* SOURCE MATERIAL:
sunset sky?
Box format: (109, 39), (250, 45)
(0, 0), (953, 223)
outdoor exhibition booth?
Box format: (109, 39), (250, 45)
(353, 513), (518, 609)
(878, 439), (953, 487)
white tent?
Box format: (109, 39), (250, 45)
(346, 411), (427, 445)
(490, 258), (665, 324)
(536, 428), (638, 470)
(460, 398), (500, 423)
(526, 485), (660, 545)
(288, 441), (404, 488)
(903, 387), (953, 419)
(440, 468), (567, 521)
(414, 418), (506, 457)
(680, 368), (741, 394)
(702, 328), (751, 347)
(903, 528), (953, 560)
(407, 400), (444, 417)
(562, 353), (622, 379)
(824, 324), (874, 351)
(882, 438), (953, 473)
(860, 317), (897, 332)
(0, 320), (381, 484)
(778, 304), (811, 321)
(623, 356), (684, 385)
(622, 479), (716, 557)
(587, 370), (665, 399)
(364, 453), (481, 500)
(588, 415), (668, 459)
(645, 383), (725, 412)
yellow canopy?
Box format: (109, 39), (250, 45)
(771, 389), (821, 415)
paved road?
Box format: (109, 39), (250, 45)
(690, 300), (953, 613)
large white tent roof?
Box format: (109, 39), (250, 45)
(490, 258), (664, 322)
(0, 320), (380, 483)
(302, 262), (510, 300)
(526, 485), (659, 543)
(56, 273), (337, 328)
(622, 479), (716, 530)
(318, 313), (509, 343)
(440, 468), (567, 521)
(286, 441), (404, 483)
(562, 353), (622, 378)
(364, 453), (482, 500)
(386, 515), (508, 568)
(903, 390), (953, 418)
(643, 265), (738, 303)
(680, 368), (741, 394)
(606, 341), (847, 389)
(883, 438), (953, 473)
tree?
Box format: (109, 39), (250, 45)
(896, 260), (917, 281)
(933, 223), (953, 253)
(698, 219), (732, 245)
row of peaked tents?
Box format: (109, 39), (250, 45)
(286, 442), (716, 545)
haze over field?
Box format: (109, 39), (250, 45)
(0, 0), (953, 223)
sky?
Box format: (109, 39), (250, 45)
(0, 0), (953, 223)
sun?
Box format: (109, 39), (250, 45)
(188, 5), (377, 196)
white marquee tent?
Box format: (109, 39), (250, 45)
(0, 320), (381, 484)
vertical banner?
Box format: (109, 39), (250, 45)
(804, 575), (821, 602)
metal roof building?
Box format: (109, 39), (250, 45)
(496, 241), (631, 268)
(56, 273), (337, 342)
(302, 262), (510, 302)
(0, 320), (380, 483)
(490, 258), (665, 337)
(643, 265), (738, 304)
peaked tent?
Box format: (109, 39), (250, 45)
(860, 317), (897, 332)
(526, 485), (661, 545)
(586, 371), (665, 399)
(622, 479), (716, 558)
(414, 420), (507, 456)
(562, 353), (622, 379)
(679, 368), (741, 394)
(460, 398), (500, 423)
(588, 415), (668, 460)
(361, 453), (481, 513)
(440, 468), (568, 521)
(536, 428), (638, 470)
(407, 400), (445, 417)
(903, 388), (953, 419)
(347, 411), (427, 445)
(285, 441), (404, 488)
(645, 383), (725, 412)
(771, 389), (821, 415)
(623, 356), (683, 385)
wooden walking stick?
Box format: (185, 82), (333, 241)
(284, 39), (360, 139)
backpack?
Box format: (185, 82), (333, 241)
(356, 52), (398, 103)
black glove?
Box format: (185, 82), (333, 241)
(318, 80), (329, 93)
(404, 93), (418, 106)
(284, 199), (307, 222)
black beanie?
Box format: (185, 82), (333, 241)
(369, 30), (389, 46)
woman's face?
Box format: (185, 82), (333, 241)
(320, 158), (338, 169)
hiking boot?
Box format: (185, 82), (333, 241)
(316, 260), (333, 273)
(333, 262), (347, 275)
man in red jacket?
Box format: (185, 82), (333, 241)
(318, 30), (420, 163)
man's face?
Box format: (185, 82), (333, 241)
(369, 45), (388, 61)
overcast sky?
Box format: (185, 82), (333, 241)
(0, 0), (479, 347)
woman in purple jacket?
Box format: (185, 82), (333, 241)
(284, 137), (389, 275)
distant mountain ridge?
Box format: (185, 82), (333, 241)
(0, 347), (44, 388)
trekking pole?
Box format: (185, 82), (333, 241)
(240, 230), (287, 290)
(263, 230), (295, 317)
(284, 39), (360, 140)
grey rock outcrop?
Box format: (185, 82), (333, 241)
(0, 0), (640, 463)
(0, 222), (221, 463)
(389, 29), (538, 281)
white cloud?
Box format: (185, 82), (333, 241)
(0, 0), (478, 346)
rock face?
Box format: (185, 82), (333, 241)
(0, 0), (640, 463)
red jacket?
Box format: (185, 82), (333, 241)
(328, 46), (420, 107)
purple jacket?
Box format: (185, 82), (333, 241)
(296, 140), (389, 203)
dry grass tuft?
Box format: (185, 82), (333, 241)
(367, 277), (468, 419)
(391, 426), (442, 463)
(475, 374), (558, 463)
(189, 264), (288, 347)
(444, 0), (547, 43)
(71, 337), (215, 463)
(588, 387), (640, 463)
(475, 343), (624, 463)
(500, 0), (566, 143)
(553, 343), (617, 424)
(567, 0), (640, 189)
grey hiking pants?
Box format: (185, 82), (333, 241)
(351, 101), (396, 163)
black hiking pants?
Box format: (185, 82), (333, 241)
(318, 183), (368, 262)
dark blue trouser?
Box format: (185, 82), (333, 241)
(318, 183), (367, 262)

* THE REQUEST:
Copy every item above word for word, keeping each line in its original order.

* WRITTEN ANSWER:
sunset sky?
Box format: (109, 39), (250, 45)
(0, 0), (953, 223)
outdoor exhibition booth?
Box format: (109, 39), (250, 45)
(353, 513), (518, 609)
(878, 439), (953, 487)
white tent?
Box format: (109, 39), (250, 45)
(346, 411), (427, 445)
(490, 258), (665, 324)
(536, 428), (638, 470)
(460, 398), (500, 423)
(526, 485), (660, 545)
(288, 441), (404, 488)
(903, 387), (953, 419)
(440, 468), (567, 521)
(414, 418), (506, 457)
(680, 368), (741, 394)
(702, 328), (751, 347)
(903, 528), (953, 560)
(407, 400), (444, 417)
(562, 353), (622, 379)
(824, 324), (874, 351)
(882, 438), (953, 473)
(860, 317), (897, 332)
(0, 320), (381, 484)
(778, 304), (811, 321)
(623, 356), (684, 385)
(622, 479), (716, 557)
(587, 370), (665, 399)
(364, 453), (481, 500)
(588, 415), (668, 459)
(645, 383), (725, 412)
yellow canopy?
Box format: (109, 39), (250, 45)
(771, 389), (821, 415)
paved road?
Box format: (109, 39), (250, 45)
(690, 300), (953, 613)
large white tent roof?
Box format: (109, 39), (250, 45)
(490, 258), (664, 322)
(0, 320), (380, 483)
(302, 262), (510, 300)
(526, 485), (659, 543)
(56, 273), (337, 328)
(622, 479), (716, 530)
(318, 313), (509, 343)
(440, 468), (567, 521)
(286, 441), (404, 483)
(562, 353), (622, 378)
(364, 453), (482, 500)
(386, 515), (508, 568)
(903, 390), (953, 418)
(643, 265), (738, 303)
(680, 368), (741, 394)
(606, 341), (847, 389)
(883, 438), (953, 473)
tree?
Box format: (109, 39), (250, 45)
(896, 260), (917, 281)
(933, 223), (953, 253)
(698, 219), (732, 245)
row of peaked tents?
Box format: (109, 39), (250, 45)
(286, 442), (716, 545)
haze over field?
Box format: (109, 39), (250, 45)
(0, 0), (953, 223)
sky?
Box format: (109, 39), (250, 45)
(0, 0), (953, 223)
sun?
Box format: (109, 39), (250, 45)
(188, 5), (377, 196)
white marquee tent?
Box format: (109, 39), (250, 45)
(0, 320), (381, 484)
vertical banner?
Box format: (109, 39), (250, 45)
(804, 575), (821, 602)
metal roof building?
Box format: (109, 39), (250, 45)
(496, 241), (631, 268)
(56, 273), (337, 342)
(302, 262), (510, 302)
(0, 320), (380, 483)
(490, 258), (665, 337)
(643, 265), (738, 304)
peaked tent?
Box format: (109, 39), (250, 45)
(860, 317), (897, 332)
(526, 485), (661, 545)
(586, 371), (665, 399)
(622, 479), (716, 558)
(414, 420), (507, 456)
(562, 353), (622, 379)
(679, 368), (741, 394)
(460, 398), (500, 423)
(588, 415), (668, 460)
(361, 453), (481, 513)
(440, 468), (568, 521)
(536, 428), (638, 470)
(407, 400), (445, 417)
(903, 388), (953, 419)
(347, 411), (427, 445)
(285, 441), (404, 488)
(645, 383), (725, 412)
(771, 389), (821, 415)
(623, 356), (683, 385)
wooden walking stick?
Box format: (185, 82), (333, 241)
(284, 39), (360, 139)
backpack?
Box format: (185, 82), (333, 241)
(356, 52), (398, 103)
black glove?
Box format: (185, 82), (333, 241)
(318, 80), (329, 93)
(404, 93), (418, 106)
(284, 199), (307, 222)
black beanie?
Box format: (185, 82), (333, 241)
(369, 30), (389, 46)
woman's face?
Box format: (185, 82), (333, 241)
(320, 158), (338, 169)
hiking boot?
Box format: (185, 82), (333, 241)
(316, 260), (333, 273)
(333, 262), (347, 275)
man in red jacket?
Box format: (185, 82), (333, 241)
(318, 30), (420, 163)
man's face?
Box format: (185, 82), (333, 241)
(369, 45), (388, 61)
overcast sky?
Box format: (185, 82), (333, 241)
(0, 0), (479, 347)
woman in purple jacket?
Box format: (185, 82), (333, 241)
(284, 137), (389, 275)
distant mountain ridge?
Box format: (185, 82), (333, 241)
(0, 347), (44, 388)
trekking pole?
Box format: (185, 82), (333, 241)
(240, 230), (287, 290)
(263, 230), (295, 317)
(284, 39), (360, 140)
grey rock outcrop?
Box format: (185, 82), (333, 241)
(0, 0), (640, 463)
(0, 222), (221, 463)
(389, 29), (538, 281)
white cloud?
Box format: (185, 82), (333, 241)
(0, 0), (478, 346)
rock face?
Box format: (185, 82), (333, 241)
(0, 0), (640, 463)
red jacket?
Box format: (185, 82), (333, 241)
(328, 46), (420, 107)
purple jacket?
Box format: (185, 82), (333, 241)
(296, 140), (389, 203)
dry grass tuft?
Box format: (185, 82), (333, 241)
(367, 277), (468, 419)
(391, 426), (442, 463)
(475, 374), (558, 463)
(189, 264), (288, 347)
(444, 0), (547, 43)
(71, 337), (215, 463)
(588, 387), (640, 463)
(475, 343), (624, 463)
(500, 0), (566, 143)
(553, 343), (617, 424)
(567, 0), (640, 189)
grey hiking pants?
Box format: (185, 82), (333, 241)
(351, 101), (396, 163)
black hiking pants?
Box format: (185, 82), (333, 241)
(318, 183), (368, 262)
dark blue trouser?
Box format: (185, 82), (333, 241)
(318, 183), (367, 262)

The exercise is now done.